::: Data to process

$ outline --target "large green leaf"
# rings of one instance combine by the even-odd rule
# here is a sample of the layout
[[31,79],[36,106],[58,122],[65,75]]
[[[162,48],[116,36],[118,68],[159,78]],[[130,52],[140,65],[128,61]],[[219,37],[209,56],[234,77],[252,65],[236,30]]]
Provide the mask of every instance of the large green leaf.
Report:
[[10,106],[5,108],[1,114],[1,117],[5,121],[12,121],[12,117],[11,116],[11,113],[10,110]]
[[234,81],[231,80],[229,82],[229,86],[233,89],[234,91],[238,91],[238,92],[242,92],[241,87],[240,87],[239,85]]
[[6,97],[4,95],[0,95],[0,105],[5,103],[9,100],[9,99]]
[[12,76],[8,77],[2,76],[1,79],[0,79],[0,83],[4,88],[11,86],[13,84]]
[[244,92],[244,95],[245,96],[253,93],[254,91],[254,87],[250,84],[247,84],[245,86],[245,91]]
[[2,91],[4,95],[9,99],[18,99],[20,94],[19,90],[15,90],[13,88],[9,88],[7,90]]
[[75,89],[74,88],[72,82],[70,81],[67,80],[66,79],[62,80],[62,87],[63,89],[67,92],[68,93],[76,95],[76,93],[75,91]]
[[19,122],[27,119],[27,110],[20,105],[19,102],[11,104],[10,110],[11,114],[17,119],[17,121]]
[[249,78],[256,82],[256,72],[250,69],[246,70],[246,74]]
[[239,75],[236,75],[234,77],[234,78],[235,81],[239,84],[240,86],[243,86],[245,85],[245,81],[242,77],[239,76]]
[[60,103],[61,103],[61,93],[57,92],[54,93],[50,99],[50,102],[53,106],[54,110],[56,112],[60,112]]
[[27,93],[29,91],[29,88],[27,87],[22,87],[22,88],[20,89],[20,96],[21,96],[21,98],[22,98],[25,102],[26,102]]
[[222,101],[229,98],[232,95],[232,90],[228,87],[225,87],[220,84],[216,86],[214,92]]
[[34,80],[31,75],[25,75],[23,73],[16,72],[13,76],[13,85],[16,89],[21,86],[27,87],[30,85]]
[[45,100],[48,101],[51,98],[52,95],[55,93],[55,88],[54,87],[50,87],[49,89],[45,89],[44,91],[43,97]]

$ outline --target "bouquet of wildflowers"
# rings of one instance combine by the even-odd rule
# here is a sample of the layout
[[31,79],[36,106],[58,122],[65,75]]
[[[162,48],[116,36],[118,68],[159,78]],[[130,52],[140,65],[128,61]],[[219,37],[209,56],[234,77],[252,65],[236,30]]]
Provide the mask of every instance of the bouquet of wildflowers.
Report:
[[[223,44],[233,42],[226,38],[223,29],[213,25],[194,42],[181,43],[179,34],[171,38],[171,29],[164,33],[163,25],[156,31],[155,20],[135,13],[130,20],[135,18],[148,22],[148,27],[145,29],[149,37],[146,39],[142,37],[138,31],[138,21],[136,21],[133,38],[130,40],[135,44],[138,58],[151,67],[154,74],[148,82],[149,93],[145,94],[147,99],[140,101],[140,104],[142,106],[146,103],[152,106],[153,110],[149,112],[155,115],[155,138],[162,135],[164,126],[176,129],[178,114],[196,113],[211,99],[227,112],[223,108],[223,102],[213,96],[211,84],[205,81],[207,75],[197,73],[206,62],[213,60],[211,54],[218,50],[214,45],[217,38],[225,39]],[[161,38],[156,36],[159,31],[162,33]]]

::::::

** Work required **
Reproduce all the items above, putting "structure" in place of "layout" wherever it occurs and leaving everything else unchanged.

** Exercise output **
$ outline --target "large green leaf"
# rings of one instance combine by the even-odd rule
# here is a sample of the structure
[[31,79],[36,106],[58,122],[65,75]]
[[[162,48],[116,36],[118,68],[159,78]],[[130,52],[140,65],[128,61]],[[219,37],[209,56],[234,77],[252,65],[236,30]]]
Provide the mask of every instance of the large green leaf.
Report:
[[10,106],[5,108],[1,114],[1,117],[5,121],[12,121],[12,117],[11,116],[11,113],[10,110]]
[[234,81],[231,80],[229,82],[229,86],[233,89],[234,91],[238,91],[238,92],[242,92],[241,87],[240,87],[239,85]]
[[6,97],[4,95],[0,95],[0,105],[5,103],[9,100],[9,99]]
[[12,76],[8,77],[2,76],[1,79],[0,79],[0,83],[4,88],[11,86],[13,84]]
[[244,92],[244,95],[245,96],[253,93],[254,91],[254,87],[250,84],[247,84],[245,86],[245,91]]
[[2,91],[4,95],[9,99],[18,99],[20,94],[19,90],[15,90],[13,88],[9,88],[7,90]]
[[75,89],[74,88],[72,82],[70,81],[67,80],[66,79],[62,80],[62,87],[63,89],[67,92],[68,93],[76,95],[76,93],[75,91]]
[[19,122],[27,119],[27,110],[20,105],[19,102],[11,104],[10,110],[11,114],[17,119],[17,121]]
[[249,78],[256,82],[256,72],[250,69],[246,70],[246,74]]
[[239,75],[236,75],[234,77],[234,78],[235,81],[239,84],[240,86],[243,86],[245,85],[245,81],[242,77],[239,76]]
[[60,103],[61,103],[61,93],[57,92],[54,93],[50,99],[50,102],[53,106],[54,110],[56,112],[60,112]]
[[27,93],[29,91],[29,88],[27,87],[22,87],[22,88],[20,89],[20,96],[21,96],[21,98],[22,98],[25,102],[26,102]]
[[222,101],[229,98],[232,95],[232,90],[228,87],[225,87],[220,84],[216,86],[214,92]]
[[34,80],[31,75],[25,75],[23,73],[16,72],[13,76],[13,85],[16,89],[21,86],[27,87],[30,85]]
[[45,100],[48,101],[51,98],[52,95],[55,93],[55,88],[54,87],[50,87],[49,89],[45,89],[44,91],[43,97]]

$ outline --target "bouquet of wildflowers"
# rings of one instance combine by the even-odd rule
# here is a sample of the structure
[[31,79],[36,106],[58,122],[65,75]]
[[[162,48],[116,36],[118,68],[159,78]],[[130,52],[140,65],[128,61]],[[219,37],[209,56],[234,77],[252,65],[236,30]]]
Provide the mask of every instance of the bouquet of wildflowers.
Report:
[[[223,44],[233,42],[226,38],[223,29],[213,25],[194,42],[181,43],[179,34],[171,38],[171,29],[164,33],[163,25],[156,31],[155,20],[135,13],[130,20],[135,18],[148,22],[148,27],[145,29],[149,37],[146,39],[142,37],[138,31],[138,21],[136,21],[133,38],[130,40],[135,44],[138,58],[151,67],[154,74],[148,82],[149,93],[145,94],[147,99],[140,101],[140,104],[142,106],[146,103],[152,106],[153,110],[149,112],[155,115],[155,138],[162,135],[164,126],[176,129],[178,114],[196,113],[211,99],[227,112],[223,108],[223,102],[213,96],[211,84],[205,81],[207,75],[197,73],[206,62],[213,60],[211,54],[218,50],[214,45],[217,38],[225,39]],[[161,38],[156,36],[159,31],[162,33]]]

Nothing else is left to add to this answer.